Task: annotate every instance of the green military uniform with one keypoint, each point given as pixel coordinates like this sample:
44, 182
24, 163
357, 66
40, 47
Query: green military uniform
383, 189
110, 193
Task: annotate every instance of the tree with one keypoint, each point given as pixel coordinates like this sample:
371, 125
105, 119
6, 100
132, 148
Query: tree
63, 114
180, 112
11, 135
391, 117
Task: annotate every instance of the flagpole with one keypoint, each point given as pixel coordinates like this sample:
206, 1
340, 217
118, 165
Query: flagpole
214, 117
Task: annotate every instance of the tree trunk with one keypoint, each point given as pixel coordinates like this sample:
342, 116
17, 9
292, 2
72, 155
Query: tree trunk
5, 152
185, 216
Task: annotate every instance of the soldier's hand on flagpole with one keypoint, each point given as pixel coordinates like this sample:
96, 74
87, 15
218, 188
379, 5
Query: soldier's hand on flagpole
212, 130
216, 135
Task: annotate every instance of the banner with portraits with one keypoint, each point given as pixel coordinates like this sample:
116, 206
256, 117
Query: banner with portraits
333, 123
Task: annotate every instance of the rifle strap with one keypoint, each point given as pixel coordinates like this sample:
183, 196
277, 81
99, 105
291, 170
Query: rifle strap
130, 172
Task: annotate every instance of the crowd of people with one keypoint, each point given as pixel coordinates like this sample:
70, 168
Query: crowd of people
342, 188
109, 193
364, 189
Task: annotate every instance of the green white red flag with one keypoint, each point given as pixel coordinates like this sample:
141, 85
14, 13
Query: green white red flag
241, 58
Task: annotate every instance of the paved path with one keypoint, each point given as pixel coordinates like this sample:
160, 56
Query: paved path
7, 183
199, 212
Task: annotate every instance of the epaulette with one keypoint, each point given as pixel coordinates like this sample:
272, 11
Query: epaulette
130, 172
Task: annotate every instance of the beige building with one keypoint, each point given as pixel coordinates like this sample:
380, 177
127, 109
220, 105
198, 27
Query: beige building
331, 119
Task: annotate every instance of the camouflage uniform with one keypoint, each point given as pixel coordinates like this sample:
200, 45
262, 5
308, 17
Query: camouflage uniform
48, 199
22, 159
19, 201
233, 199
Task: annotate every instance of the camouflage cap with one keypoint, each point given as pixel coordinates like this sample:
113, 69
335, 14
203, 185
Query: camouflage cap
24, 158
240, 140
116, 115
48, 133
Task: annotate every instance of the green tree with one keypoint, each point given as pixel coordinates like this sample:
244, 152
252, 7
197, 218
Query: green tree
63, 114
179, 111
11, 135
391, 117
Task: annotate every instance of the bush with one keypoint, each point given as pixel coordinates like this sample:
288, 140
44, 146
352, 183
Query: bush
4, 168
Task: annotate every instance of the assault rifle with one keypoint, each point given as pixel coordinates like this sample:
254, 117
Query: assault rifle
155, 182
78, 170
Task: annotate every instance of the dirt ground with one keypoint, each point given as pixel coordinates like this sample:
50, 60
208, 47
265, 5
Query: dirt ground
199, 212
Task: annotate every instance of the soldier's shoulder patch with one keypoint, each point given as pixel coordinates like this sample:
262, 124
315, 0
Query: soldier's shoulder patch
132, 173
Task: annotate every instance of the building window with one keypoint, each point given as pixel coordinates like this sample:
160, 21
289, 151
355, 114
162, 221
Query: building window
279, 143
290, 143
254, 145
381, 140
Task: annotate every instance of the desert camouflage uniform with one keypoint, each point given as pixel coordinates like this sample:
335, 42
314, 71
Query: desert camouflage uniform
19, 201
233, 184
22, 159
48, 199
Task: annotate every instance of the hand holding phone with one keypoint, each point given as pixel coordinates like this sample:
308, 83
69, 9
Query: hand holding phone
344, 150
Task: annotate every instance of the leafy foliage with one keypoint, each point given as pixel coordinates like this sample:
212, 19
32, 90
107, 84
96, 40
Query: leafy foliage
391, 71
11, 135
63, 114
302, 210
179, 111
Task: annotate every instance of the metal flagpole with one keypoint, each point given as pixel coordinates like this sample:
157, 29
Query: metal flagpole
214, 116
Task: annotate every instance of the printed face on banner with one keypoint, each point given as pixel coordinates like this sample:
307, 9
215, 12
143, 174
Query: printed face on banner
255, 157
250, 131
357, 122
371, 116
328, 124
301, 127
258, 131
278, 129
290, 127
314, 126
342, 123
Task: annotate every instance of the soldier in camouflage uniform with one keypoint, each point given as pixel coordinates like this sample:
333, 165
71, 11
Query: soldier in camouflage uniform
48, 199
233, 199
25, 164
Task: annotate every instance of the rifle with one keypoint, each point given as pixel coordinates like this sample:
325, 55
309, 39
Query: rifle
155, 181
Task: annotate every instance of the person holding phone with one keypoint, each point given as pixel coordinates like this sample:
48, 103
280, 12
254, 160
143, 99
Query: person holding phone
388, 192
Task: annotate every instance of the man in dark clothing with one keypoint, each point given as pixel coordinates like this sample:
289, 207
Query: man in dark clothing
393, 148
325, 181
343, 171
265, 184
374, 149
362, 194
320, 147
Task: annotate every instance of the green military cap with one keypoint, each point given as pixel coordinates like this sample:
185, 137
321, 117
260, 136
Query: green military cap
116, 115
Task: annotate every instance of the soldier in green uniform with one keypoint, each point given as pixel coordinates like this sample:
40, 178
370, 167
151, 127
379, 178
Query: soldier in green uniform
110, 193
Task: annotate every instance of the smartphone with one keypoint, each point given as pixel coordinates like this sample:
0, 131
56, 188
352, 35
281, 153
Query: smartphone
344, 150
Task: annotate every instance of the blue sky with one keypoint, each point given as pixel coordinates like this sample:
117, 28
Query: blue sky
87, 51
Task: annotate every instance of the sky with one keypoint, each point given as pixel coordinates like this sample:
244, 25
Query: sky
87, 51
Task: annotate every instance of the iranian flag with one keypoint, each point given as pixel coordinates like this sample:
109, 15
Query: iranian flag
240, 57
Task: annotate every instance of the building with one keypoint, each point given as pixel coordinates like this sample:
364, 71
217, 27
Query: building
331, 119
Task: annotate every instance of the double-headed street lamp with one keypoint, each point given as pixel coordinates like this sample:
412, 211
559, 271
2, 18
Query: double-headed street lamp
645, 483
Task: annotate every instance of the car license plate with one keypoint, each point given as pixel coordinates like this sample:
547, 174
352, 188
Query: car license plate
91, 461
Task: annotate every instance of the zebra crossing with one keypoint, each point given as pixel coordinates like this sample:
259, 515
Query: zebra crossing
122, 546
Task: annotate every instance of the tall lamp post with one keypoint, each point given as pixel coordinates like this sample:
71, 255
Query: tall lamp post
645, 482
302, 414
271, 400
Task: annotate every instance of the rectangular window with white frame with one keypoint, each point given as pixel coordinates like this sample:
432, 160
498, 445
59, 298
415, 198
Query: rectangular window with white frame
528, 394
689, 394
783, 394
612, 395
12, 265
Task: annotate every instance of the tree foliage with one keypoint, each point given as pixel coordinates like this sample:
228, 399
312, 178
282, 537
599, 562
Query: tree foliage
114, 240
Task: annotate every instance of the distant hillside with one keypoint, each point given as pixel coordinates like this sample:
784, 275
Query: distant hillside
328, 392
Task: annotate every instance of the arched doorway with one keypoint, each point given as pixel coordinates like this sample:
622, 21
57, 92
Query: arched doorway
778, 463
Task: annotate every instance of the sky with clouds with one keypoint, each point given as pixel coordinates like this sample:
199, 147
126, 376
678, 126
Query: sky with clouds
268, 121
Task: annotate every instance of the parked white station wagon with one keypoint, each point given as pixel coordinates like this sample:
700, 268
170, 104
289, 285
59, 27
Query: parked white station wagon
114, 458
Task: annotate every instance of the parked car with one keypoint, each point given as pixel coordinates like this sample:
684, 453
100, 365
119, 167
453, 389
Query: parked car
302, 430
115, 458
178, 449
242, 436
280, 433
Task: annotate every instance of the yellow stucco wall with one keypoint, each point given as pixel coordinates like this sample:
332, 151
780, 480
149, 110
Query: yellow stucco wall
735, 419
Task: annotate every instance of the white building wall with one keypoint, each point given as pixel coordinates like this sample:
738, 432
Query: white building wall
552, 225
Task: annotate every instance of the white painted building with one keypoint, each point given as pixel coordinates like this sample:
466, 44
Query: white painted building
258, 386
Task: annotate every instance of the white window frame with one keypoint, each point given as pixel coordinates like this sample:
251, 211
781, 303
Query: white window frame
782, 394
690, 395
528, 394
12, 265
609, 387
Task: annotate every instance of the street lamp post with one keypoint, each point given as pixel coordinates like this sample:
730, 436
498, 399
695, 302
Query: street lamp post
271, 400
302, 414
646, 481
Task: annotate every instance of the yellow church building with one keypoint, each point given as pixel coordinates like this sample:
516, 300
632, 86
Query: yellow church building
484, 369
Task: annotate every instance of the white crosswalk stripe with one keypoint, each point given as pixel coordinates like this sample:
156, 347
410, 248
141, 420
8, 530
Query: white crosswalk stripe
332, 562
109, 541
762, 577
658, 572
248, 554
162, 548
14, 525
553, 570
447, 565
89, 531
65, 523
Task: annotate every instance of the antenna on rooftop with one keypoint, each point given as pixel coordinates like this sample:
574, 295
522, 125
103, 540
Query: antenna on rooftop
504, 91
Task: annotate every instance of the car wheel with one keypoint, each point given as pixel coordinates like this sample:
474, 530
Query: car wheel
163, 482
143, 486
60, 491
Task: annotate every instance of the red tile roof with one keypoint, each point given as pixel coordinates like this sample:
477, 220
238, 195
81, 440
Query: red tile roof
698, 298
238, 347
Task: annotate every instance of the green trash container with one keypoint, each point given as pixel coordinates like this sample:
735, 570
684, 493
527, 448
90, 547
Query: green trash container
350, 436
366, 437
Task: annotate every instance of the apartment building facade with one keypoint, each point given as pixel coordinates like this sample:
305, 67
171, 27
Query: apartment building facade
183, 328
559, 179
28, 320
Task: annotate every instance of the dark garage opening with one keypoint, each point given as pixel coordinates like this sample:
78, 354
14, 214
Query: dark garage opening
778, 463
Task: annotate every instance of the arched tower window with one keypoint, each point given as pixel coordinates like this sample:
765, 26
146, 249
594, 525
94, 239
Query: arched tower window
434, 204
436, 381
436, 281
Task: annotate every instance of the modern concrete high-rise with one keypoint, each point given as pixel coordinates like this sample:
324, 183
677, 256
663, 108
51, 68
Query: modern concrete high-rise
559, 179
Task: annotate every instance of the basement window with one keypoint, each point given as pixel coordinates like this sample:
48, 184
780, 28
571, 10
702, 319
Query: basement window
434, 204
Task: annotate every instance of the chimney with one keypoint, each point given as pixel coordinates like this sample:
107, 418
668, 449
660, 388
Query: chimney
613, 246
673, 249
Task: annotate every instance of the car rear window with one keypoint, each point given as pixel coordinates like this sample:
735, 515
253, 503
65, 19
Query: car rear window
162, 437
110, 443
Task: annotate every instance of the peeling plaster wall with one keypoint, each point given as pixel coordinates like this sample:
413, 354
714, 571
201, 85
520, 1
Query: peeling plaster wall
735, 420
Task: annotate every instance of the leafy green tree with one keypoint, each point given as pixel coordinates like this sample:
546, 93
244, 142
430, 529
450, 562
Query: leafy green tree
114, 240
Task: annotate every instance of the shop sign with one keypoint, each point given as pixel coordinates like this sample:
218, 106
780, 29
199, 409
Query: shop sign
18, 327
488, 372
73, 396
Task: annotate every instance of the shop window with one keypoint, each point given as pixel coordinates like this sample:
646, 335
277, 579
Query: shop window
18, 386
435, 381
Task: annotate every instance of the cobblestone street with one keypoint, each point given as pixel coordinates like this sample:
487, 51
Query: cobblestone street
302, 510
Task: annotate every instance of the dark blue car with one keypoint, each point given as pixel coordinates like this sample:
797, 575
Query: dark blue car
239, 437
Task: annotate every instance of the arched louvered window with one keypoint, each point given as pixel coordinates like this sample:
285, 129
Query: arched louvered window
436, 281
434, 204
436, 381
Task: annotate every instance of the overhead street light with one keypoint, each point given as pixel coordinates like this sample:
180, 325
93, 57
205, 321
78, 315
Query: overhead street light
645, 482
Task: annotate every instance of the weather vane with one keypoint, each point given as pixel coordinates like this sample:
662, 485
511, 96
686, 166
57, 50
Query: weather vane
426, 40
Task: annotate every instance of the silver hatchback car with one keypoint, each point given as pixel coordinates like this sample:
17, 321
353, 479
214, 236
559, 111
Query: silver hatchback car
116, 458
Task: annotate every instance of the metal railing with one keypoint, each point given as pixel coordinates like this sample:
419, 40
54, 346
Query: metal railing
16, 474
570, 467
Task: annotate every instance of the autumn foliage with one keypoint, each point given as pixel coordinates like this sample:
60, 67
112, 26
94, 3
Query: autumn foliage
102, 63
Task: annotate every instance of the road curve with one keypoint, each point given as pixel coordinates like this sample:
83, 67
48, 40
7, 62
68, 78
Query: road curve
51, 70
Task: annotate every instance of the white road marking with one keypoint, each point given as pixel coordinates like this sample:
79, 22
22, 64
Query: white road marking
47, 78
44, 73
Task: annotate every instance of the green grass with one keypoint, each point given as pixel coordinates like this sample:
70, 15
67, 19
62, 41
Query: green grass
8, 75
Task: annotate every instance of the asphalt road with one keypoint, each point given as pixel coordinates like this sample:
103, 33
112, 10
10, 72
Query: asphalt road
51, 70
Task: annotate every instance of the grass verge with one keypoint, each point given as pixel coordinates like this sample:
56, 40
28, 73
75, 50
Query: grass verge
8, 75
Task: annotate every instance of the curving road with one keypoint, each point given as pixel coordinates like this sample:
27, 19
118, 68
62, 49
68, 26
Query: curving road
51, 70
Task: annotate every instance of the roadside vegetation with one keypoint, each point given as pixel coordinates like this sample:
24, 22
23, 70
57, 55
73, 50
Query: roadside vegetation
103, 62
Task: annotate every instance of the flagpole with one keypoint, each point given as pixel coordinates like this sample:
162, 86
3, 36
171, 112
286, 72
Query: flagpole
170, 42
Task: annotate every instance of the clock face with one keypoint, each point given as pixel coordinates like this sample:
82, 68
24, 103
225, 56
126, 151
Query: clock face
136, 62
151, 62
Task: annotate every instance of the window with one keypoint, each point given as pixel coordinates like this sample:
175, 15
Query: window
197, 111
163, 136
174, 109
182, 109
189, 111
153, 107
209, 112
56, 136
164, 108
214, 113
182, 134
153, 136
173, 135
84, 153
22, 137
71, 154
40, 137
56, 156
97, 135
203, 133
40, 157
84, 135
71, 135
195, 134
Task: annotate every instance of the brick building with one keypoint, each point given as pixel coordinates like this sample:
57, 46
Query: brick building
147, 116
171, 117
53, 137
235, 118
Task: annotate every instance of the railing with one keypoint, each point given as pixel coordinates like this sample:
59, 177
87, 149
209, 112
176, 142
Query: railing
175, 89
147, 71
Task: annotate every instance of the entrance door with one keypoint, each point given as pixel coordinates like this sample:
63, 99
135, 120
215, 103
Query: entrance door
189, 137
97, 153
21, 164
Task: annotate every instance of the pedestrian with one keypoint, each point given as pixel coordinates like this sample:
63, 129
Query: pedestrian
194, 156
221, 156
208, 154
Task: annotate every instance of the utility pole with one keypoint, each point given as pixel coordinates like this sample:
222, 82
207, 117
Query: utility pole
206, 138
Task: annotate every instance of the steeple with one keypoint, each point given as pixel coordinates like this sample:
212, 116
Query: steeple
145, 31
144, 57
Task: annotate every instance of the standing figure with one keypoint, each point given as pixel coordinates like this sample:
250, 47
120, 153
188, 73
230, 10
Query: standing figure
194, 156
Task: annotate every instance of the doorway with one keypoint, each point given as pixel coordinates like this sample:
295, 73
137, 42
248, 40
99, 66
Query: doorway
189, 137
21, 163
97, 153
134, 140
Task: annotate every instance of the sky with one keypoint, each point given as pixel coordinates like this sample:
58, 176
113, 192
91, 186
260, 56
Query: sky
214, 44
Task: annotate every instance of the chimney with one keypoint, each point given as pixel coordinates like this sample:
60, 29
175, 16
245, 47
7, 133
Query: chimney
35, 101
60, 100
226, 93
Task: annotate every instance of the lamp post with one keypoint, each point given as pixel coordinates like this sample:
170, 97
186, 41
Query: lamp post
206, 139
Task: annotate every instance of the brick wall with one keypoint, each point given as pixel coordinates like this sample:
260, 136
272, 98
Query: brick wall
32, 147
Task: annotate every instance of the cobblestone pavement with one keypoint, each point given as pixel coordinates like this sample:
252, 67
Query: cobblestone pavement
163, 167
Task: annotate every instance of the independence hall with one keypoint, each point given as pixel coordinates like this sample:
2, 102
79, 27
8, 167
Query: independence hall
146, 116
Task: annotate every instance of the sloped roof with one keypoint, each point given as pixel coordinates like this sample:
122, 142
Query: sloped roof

****

Reproduce the records from the line containing "Task: annotate every instance of the standing" through the end of the records, with each "lamp post" changed to "street lamp" and nothing else altered.

Task: annotate every instance of the standing figure with one keypoint, each point given as pixel coordinates like this sample:
250, 47
120, 153
188, 73
230, 10
Query: standing figure
194, 156
Task: annotate every instance of the doorway with one keypoint, each point given as pixel coordinates like this sample:
295, 73
137, 42
248, 40
99, 66
Query: doorway
189, 137
21, 163
97, 153
134, 140
Task: annotate every instance of the sky with one keypoint, each point given as pixel coordinates like this sample:
58, 176
113, 192
91, 186
260, 56
Query: sky
214, 44
Task: annotate every instance of the chimney with one keypoint, each point given as pixel coordinates like this sample:
60, 29
175, 16
245, 47
7, 133
Query: chimney
35, 101
60, 100
226, 93
Task: annotate every instance of the street lamp with one keypoint, each point given as pixel coordinates like this sample:
170, 97
186, 41
Query: street lamp
206, 139
Task: annotate every instance of the brick wall with one keypoint, each point given as pixel coordinates like this sample:
260, 136
272, 98
Query: brick wall
32, 147
Task: annotate every instance of the cobblestone pavement with one keypoint, each point given as pixel coordinates like this sample:
252, 67
Query: cobblestone pavement
163, 167
Task: annotate every instance of the independence hall with one keypoint, each point given as pixel coordinates like this sample:
2, 102
79, 27
8, 167
Query: independence hall
146, 116
Task: annotate every instance of the sloped roof with one keypoint, each point given as pixel coordinates like this sample:
122, 142
Query: sloped roof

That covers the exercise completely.